* Information:
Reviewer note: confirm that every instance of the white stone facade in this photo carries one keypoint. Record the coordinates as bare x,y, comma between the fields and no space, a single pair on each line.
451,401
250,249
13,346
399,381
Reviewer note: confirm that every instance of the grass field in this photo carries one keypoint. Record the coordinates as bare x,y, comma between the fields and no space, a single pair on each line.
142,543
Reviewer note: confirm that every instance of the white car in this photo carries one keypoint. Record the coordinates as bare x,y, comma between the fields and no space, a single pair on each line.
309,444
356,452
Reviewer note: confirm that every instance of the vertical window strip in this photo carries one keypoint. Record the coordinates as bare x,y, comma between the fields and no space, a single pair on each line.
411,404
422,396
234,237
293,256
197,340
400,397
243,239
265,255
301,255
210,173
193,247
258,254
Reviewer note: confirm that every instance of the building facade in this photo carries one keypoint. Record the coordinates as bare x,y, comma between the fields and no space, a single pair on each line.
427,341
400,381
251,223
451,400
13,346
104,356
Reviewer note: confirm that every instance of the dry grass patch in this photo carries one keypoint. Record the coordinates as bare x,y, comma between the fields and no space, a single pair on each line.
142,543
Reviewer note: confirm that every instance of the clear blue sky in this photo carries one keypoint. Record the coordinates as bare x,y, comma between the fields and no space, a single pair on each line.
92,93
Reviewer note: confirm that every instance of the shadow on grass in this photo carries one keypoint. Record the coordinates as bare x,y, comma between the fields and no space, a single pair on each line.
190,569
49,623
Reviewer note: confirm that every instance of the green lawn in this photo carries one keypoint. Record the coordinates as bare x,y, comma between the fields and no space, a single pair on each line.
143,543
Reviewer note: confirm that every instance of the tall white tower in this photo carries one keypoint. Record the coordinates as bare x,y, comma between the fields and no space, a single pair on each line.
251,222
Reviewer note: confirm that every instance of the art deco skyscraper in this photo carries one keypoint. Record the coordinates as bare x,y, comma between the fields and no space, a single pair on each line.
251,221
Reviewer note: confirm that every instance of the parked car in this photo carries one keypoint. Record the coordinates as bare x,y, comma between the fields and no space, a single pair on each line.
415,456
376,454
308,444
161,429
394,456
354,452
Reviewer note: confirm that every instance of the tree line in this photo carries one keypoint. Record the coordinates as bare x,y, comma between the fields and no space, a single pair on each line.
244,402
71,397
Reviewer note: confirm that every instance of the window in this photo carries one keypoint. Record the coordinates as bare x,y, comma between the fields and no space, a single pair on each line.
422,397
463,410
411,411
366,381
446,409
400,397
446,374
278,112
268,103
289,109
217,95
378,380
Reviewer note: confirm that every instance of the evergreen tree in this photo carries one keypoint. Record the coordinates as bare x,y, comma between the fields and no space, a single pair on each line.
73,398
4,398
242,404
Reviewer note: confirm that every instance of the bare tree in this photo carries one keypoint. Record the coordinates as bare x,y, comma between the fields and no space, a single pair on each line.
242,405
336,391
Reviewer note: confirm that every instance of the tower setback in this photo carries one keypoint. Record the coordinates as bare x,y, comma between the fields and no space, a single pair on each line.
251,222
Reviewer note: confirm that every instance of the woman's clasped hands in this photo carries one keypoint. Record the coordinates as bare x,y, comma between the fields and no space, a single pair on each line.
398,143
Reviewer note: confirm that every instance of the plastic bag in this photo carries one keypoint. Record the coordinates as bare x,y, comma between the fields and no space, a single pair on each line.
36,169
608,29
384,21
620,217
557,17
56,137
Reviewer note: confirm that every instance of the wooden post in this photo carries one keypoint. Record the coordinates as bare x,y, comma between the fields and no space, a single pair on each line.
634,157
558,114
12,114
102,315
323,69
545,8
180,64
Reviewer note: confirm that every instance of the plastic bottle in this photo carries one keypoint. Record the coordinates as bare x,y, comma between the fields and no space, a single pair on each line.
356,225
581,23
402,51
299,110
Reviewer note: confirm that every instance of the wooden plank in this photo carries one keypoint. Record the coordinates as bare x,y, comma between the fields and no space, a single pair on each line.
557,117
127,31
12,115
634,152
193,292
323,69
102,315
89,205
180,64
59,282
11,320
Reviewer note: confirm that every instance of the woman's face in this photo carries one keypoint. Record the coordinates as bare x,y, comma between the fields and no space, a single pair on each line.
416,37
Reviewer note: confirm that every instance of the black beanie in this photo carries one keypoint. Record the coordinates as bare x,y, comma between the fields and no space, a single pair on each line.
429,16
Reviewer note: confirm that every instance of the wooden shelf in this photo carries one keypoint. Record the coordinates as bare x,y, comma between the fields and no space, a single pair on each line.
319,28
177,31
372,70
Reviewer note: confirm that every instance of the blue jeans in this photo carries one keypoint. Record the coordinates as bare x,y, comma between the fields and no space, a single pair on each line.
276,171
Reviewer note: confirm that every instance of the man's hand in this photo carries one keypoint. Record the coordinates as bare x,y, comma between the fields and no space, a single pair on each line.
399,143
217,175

* Try it: Retype every entry, keeping each character as it was.

* Solution:
Reviewer note: confirm that every instance of the white stone facade in this photo carries one keypoint. Record the coordinates as bare x,y, comma between the fields and no space, a single pair on each line.
451,401
250,249
13,346
399,381
Reviewer note: confirm that every instance of the grass field in this photo carries one keypoint. Record the coordinates as bare x,y, comma between the fields and no space, a single pair on each line.
142,543
Reviewer note: confirm that every instance of the white car in this photo carries one keypoint. Record the coordinates as bare x,y, comma between the fields and no space, a single pair on each line.
309,444
356,452
Reviewer note: confirm that every instance of the vertical window strip in this photo carries one keypoint. Record the coordinates as bare x,y, comma between the fields and no space, a single pair on each line.
411,404
422,396
234,237
293,256
197,340
400,397
243,239
265,255
301,255
210,173
193,247
258,254
Reviewer note: confirm that every instance of the building facade in this photo carries one keypoint. Record the coordinates as bare x,y, comma between the fields and no space, a single pair on each line.
427,341
400,381
251,223
451,400
13,346
104,356
Reviewer note: confirm that every instance of the dry grass patch in this photo carries one keypoint. Record the coordinates as bare x,y, comma between the fields and no space, a single pair on each line.
142,543
Reviewer note: confirm that every instance of the clear blue sky in this photo carries one keypoint. Record the coordinates as bare x,y, comma between the fields and no space, a single pair on each line.
92,93
Reviewer note: confirm that every instance of the shadow on grass in this photo carries one keypoint. Record the coordinates as bare x,y, comma between the fields and no space, a single pair on each line.
190,569
49,623
Reviewer note: confirm that every instance of the green lawn in this photo carries one keypoint. Record the coordinates as bare x,y, comma between the fields and no space, a single pair on each line.
143,543
Reviewer note: confirm that every instance of the tall white tower in this photo carries one keypoint. Record the coordinates as bare x,y, comma between the fields and no space, a single pair on each line.
251,222
Reviewer note: confirm that every instance of the art deco skyscraper in this photo carries one keypoint. Record the coordinates as bare x,y, comma between the fields and no space, a single pair on each line.
251,221
Reviewer note: confirm that every instance of the parked car in this photo carries one keypoint. Record the coordinates as bare x,y, comma between the fields and no space, a single pair on each line.
415,456
376,454
308,444
161,429
394,456
354,452
Reviewer note: confirm that every instance of the tree line in this photo carries one keypoint. Record the coordinates as bare x,y, comma between the fields and no space, a single pair on each line.
244,402
71,397
Reviewer note: confirm that every instance of the window in this photo carries one keypoint. Record the coordinates as bare x,y, comma between the fields and no space, a single pair on each line.
422,397
463,410
411,411
366,381
446,409
400,397
446,374
278,112
268,103
289,109
217,95
378,380
Reviewer note: confirm that every instance of the evergreen tree in this photo carries one keypoint. Record the coordinates as bare x,y, comma between the fields and no space, a single pair on each line.
73,398
4,398
242,404
Reviewer note: confirm that every instance of the bare tree in this photo carries one keypoint. Record the coordinates as bare x,y, comma between the fields and no space, a single pair on each line.
242,405
336,391
Reviewer note: confirm that every instance of the tower setback in this photo carries one keypoint. Record the coordinates as bare x,y, comma between the fields and no space, a single pair on each line.
251,222
Reviewer note: confirm that every instance of the woman's clasped hands in this photo carries one keypoint. Record the coordinates as bare x,y, comma between the fields and no space, a single pair on each line.
398,143
Reviewer note: confirm that every instance of the plastic bag in this photo carries one keypoint. Record the coordinates as bare x,y, comma between the fields and no space, a single pair on each line.
36,169
608,29
384,21
620,217
557,17
56,137
Reviewer note: confirm that every instance of the wooden post in this photo carries one keypoint. Record the coordinates as bare x,y, comma between the fields and no space, a single pair on each line.
634,157
558,114
12,114
102,315
323,69
545,8
180,64
Reviewer note: confirm that every instance of the plastic bottle in this photo carries one keypoint. Record the coordinates as bare x,y, comma between the fields and no space, a single pair on each line.
356,225
581,23
402,51
299,110
Reviewer note: confirm that every instance of the wooden plank in this photo carries one keypoint. Record the coordinates as bare x,y, comma between the fields and no space, a single pair on each line.
557,117
127,31
12,115
634,152
193,292
323,69
102,315
89,205
180,64
59,282
11,320
Reviewer note: confirm that every instance of the woman's face in this photo carries one keypoint. Record the coordinates as bare x,y, comma between the fields and no space, a single pair on each line.
416,37
Reviewer note: confirm that every instance of the black beanie in this photo carries one keypoint. Record the coordinates as bare x,y, comma between the fields and no space, a single pair on each line.
429,16
Reviewer note: confirm that every instance of the wooden shelf in this photo carries one keypoint. Record the coordinates as bare x,y, comma between the fields and no space, a single pair on each line.
319,28
177,31
372,70
Reviewer note: confirm that every instance of the blue jeans in this photo carries one keypoint. Record the coordinates as bare x,y, comma between the fields and no space, a single pair on each line.
276,171
Reviewer note: confirm that every instance of the man's hand in this photo carries one keypoint. Record the coordinates as bare x,y, comma between the fields and no space, a single pair on each line.
399,143
217,175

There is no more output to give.